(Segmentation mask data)
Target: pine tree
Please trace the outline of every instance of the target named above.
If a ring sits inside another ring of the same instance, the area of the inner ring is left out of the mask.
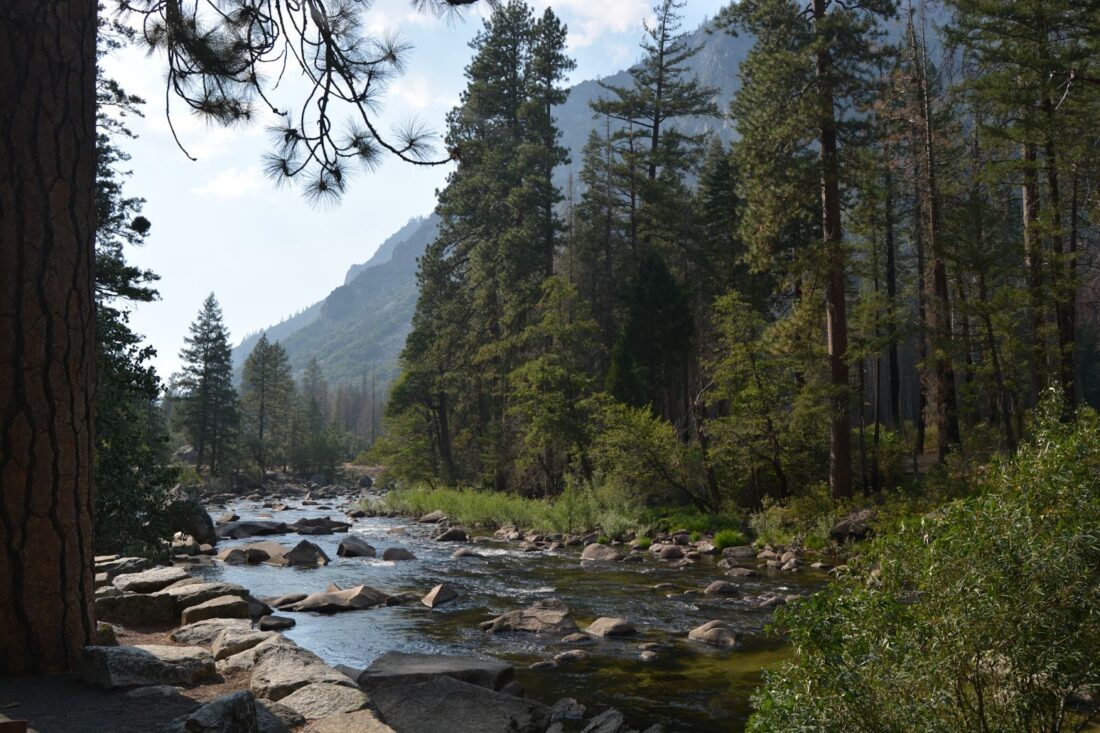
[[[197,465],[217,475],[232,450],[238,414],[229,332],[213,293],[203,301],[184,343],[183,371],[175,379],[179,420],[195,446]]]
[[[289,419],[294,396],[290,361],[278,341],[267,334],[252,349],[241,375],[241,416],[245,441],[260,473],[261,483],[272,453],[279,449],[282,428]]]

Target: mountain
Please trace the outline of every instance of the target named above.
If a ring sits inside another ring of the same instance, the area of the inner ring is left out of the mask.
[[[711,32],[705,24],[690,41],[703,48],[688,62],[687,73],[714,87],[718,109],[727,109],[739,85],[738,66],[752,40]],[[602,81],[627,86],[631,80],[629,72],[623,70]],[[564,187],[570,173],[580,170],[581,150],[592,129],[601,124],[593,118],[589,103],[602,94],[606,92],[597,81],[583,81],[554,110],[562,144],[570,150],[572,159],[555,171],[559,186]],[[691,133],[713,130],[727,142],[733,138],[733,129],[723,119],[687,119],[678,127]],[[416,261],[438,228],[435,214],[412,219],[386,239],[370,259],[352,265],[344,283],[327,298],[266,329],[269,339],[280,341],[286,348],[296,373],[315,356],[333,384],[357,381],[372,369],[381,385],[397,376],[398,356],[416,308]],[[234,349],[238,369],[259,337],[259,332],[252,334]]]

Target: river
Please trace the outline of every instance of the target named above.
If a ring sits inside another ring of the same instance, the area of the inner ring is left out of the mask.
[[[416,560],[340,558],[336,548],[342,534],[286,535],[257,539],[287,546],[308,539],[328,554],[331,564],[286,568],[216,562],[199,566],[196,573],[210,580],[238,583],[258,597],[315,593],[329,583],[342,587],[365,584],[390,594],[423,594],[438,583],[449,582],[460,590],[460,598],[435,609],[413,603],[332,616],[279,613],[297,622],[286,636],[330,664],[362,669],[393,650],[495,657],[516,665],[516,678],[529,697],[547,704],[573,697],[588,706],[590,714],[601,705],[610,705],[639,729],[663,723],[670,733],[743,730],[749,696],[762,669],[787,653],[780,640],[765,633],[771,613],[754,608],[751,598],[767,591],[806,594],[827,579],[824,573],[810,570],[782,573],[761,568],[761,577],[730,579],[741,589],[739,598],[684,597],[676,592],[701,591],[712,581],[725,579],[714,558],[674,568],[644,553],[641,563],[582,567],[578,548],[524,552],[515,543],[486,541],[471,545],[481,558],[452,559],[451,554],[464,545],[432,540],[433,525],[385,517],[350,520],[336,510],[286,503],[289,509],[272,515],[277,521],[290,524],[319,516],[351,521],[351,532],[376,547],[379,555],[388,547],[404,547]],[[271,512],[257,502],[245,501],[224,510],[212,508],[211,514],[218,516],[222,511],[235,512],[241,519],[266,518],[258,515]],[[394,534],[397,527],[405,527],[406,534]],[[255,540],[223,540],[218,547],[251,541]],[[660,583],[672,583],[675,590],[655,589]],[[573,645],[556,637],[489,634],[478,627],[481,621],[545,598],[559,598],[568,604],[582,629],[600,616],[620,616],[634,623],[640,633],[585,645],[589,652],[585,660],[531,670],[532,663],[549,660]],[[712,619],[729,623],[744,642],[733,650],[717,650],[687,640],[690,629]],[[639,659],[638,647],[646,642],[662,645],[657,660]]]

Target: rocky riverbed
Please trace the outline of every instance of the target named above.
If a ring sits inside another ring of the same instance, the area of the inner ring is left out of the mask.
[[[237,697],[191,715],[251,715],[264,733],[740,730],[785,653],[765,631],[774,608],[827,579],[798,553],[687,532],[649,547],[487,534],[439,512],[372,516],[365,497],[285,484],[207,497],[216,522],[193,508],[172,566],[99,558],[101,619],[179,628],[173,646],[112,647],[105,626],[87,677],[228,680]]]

▸ **WHAT THIS TASK INVOLVES**
In your copy, repeat the records above exactly and include no images.

▸ **SOLVED EXERCISE**
Target: pine tree
Please trace the outline of every instance of the target named above.
If a ring sits inside another ring of the same instance, the area of the inner ring is left out of the mask.
[[[197,465],[217,475],[232,450],[238,414],[229,332],[213,293],[203,301],[184,343],[183,371],[175,379],[179,420],[195,446]]]
[[[289,419],[294,396],[290,361],[278,341],[267,334],[252,349],[241,375],[241,416],[245,441],[260,473],[261,483],[272,453],[279,449],[282,428]]]

Target: mountain
Please trace the outline of every instance of the target named above.
If a ring sits inside another ring of the same instance, the area of the inner ring is left out of the mask.
[[[711,32],[705,24],[690,41],[703,48],[688,62],[687,73],[714,87],[718,109],[727,109],[739,85],[738,66],[752,40]],[[602,81],[627,86],[631,80],[629,72],[623,70]],[[564,187],[570,173],[580,170],[581,150],[592,129],[601,124],[593,118],[589,103],[602,94],[606,92],[597,81],[583,81],[554,110],[562,144],[570,150],[572,159],[555,171],[559,186]],[[691,133],[713,130],[727,142],[733,138],[733,129],[723,119],[687,119],[678,127]],[[416,261],[438,228],[435,214],[412,219],[386,239],[370,259],[352,265],[344,283],[327,298],[266,329],[269,339],[280,341],[286,348],[296,373],[315,356],[333,384],[357,381],[372,369],[381,385],[397,376],[398,356],[416,308]],[[234,349],[238,369],[259,337],[259,332],[252,334]]]

Target: river
Please trace the outline of every instance of the target named above.
If a ring sits inside another ring of the same instance, the area of the inner ring is left out of the mask.
[[[416,560],[340,558],[336,548],[342,534],[286,535],[257,539],[287,546],[308,539],[328,554],[331,564],[286,568],[216,562],[199,566],[196,573],[210,580],[238,583],[258,597],[315,593],[329,583],[342,587],[365,584],[390,594],[423,594],[438,583],[449,582],[460,590],[460,598],[435,609],[413,603],[332,616],[279,613],[297,622],[286,636],[330,664],[362,669],[393,650],[495,657],[516,665],[516,678],[529,697],[547,704],[573,697],[588,706],[590,714],[601,705],[610,705],[639,729],[663,723],[670,733],[743,730],[749,696],[762,669],[787,653],[780,640],[765,633],[771,613],[754,608],[751,598],[767,591],[806,594],[827,579],[824,573],[810,570],[782,573],[761,568],[761,577],[730,579],[741,589],[739,598],[684,597],[676,592],[701,591],[712,581],[725,579],[714,558],[674,568],[644,553],[641,563],[582,567],[578,548],[524,552],[515,543],[486,541],[471,545],[481,558],[452,559],[451,554],[464,545],[432,540],[433,525],[385,517],[350,520],[336,510],[286,503],[289,509],[272,515],[277,521],[290,524],[319,516],[351,521],[351,532],[376,547],[379,555],[388,547],[404,547]],[[271,512],[257,502],[245,501],[224,510],[212,508],[211,514],[218,516],[222,511],[235,512],[241,519],[266,518],[258,515]],[[394,534],[397,527],[405,527],[406,534]],[[255,540],[223,540],[218,547],[251,541]],[[660,583],[672,583],[675,590],[655,589]],[[573,645],[556,637],[489,634],[478,627],[481,621],[545,598],[559,598],[568,604],[582,629],[600,616],[620,616],[634,623],[640,633],[585,645],[589,652],[585,660],[531,670],[532,663],[549,660]],[[712,619],[729,623],[744,642],[733,650],[717,650],[687,640],[690,629]],[[639,659],[638,647],[646,642],[662,645],[657,660]]]

Target: rocky riverbed
Please trace the outline of every instance of the target named above.
If a ring sits inside another ring of the same instance, the area of the inner ring is left out of the mask.
[[[237,697],[191,715],[251,715],[264,733],[740,730],[785,653],[765,631],[774,608],[827,579],[798,553],[687,532],[649,547],[487,534],[439,512],[372,516],[365,497],[285,484],[207,497],[216,522],[193,508],[172,566],[99,558],[101,619],[179,628],[173,646],[112,647],[105,626],[87,677],[228,680]]]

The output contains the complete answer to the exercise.